» Task statement: From the data below, repeat exactly the lines from the line with "If you could mark the framed" to the line with "If you could mark the white ceiling", both included.

Point-per-instance localization data:
..............................

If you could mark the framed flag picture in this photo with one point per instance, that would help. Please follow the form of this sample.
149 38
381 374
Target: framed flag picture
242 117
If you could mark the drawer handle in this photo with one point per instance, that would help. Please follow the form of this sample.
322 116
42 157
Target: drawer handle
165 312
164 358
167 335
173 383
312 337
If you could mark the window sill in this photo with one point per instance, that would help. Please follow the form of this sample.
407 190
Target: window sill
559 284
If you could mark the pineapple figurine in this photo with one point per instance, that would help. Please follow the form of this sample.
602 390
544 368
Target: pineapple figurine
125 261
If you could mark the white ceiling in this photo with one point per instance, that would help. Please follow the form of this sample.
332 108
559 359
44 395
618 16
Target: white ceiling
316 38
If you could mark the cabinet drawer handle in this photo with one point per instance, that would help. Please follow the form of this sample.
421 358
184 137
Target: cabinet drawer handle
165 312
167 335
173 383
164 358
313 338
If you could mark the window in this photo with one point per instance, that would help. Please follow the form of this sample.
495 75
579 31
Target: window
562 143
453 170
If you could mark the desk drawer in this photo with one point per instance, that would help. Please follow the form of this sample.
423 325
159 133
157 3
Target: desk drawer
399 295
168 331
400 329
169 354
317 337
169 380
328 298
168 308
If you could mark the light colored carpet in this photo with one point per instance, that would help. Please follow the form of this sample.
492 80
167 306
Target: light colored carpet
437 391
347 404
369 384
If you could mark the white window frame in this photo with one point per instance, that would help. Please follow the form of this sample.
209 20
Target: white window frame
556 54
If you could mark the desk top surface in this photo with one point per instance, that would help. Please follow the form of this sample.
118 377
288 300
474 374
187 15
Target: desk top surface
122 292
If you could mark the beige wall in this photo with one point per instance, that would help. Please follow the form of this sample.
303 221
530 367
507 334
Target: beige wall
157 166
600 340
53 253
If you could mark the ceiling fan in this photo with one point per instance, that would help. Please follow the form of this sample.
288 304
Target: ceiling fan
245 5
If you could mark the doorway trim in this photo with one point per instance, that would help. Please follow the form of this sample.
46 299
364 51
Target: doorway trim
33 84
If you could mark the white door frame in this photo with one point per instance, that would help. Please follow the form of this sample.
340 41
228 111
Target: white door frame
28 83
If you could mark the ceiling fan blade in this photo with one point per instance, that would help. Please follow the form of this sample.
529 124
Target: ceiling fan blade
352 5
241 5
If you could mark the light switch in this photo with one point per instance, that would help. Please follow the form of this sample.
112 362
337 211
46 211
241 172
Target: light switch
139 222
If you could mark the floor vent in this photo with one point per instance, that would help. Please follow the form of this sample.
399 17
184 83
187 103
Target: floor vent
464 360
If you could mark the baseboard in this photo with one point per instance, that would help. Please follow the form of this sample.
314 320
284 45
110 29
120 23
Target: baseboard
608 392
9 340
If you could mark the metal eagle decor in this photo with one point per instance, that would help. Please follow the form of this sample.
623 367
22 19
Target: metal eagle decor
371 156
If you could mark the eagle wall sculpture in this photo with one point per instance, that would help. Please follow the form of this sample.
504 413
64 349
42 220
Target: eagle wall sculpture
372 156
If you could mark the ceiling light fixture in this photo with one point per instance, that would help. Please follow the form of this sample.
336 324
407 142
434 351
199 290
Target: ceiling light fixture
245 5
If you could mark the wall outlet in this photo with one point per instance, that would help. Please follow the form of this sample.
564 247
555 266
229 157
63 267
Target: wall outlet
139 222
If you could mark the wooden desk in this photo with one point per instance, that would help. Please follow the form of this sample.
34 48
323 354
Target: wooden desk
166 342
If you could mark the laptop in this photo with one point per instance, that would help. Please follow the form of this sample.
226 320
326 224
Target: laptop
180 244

..............................

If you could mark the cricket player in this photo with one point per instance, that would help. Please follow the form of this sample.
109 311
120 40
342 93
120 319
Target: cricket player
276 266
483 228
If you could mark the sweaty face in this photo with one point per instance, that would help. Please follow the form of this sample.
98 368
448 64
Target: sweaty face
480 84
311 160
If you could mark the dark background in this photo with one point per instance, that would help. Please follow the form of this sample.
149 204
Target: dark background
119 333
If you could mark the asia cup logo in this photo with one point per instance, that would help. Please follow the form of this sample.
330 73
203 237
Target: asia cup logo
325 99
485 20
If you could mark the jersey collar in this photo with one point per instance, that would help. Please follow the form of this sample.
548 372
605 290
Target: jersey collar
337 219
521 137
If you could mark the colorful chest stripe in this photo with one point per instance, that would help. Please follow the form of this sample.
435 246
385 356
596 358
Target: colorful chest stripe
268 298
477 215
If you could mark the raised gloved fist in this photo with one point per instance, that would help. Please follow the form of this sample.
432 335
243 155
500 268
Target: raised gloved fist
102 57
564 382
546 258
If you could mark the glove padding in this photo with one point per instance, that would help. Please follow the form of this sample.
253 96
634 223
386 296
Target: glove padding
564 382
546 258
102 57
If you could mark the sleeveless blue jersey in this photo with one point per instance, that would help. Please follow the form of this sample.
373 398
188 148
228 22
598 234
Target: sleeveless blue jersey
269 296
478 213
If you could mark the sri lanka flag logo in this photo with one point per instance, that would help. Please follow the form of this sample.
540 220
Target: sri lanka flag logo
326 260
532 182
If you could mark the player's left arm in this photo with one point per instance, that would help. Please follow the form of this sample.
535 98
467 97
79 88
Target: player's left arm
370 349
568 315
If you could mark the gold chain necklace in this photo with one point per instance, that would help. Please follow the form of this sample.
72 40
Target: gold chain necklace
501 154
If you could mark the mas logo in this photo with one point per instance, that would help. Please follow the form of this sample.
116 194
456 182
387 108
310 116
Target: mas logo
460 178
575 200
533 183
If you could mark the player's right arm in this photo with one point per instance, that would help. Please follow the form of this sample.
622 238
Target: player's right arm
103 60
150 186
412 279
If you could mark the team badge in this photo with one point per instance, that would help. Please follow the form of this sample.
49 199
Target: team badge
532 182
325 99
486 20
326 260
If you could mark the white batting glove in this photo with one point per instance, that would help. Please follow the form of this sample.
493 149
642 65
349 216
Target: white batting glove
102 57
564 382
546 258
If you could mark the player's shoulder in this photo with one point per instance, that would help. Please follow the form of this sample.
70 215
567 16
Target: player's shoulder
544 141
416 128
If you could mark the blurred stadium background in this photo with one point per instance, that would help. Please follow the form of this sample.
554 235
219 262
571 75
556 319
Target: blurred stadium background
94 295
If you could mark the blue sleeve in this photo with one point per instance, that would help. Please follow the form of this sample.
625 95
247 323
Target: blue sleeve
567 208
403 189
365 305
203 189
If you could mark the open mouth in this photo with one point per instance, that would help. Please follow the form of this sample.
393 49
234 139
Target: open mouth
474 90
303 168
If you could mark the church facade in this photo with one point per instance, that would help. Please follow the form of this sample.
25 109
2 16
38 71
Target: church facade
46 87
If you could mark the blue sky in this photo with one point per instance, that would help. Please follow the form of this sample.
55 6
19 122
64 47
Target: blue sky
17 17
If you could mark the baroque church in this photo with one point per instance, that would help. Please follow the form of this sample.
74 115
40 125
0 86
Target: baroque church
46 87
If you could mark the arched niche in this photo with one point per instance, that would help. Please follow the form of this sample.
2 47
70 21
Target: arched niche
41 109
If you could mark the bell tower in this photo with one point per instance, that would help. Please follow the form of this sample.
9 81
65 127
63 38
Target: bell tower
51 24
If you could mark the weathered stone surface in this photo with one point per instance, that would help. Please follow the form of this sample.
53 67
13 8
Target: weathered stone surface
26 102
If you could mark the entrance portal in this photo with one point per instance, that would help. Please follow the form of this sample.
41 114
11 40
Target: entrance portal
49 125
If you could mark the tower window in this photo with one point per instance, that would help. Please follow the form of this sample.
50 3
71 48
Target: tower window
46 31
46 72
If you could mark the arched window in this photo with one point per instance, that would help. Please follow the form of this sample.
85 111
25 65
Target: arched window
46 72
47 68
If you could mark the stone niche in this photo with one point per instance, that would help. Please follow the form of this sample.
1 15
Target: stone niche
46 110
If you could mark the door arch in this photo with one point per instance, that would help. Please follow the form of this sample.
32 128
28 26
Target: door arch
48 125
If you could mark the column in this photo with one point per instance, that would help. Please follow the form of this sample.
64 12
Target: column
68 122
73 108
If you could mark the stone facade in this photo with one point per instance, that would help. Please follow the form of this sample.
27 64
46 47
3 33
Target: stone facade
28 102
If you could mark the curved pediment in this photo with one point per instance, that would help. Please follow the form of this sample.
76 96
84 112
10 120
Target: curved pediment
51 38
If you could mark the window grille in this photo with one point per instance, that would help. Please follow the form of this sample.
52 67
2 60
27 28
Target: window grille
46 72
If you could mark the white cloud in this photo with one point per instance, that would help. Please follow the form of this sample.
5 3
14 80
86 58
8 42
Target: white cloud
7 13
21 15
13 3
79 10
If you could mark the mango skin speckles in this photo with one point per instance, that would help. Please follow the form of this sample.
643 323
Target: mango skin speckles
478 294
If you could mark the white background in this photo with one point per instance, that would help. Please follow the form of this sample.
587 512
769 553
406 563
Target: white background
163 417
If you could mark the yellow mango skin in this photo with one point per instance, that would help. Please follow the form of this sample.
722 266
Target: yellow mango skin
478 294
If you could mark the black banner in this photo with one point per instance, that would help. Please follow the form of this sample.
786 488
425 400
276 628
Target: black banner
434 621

..............................

» Solution for this exercise:
If you could mark the framed flag picture in this photo with one point per instance, that would help. Please follow the form of this sample.
149 38
381 374
Target: framed flag picture
242 117
If you could mark the drawer handle in this photo with one point per instance, that would help. Please follow the form of this sample.
322 116
42 157
Target: drawer handle
165 312
164 358
167 335
173 383
312 337
If you could mark the window sill in this photo with one point per instance, that would help. Please follow the form of this sample.
407 190
Target: window sill
559 284
If you could mark the pineapple figurine in this photo with one point per instance, that would help. Please follow the form of this sample.
602 390
544 368
Target: pineapple figurine
125 261
If you could mark the white ceiling in this photo with one point per instance, that would help. Please follow the form of this sample.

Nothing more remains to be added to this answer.